>>>>
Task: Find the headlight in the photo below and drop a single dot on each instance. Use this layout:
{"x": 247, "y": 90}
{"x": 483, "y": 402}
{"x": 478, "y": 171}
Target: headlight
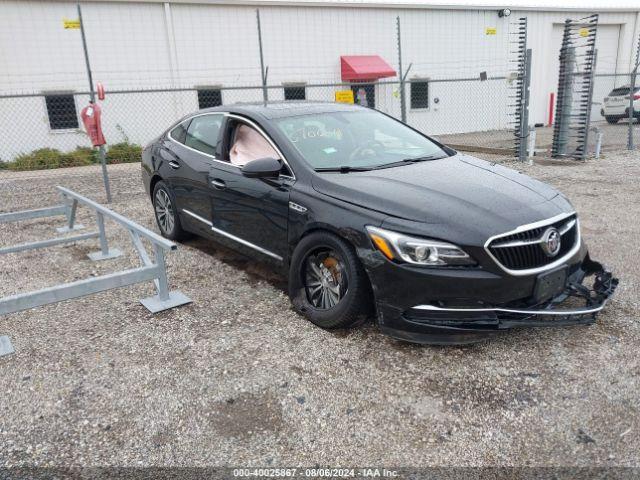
{"x": 418, "y": 251}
<<<<
■ **Task objective**
Arrange the lines of the listing above as a numbered list, skipping any blank lines and leaving the picture out.

■ **Solution below**
1. Task: Find the headlight in the photo below and drop a single dot on each instance. Use this layout:
2. {"x": 247, "y": 90}
3. {"x": 483, "y": 402}
4. {"x": 478, "y": 171}
5. Target: headlight
6. {"x": 418, "y": 251}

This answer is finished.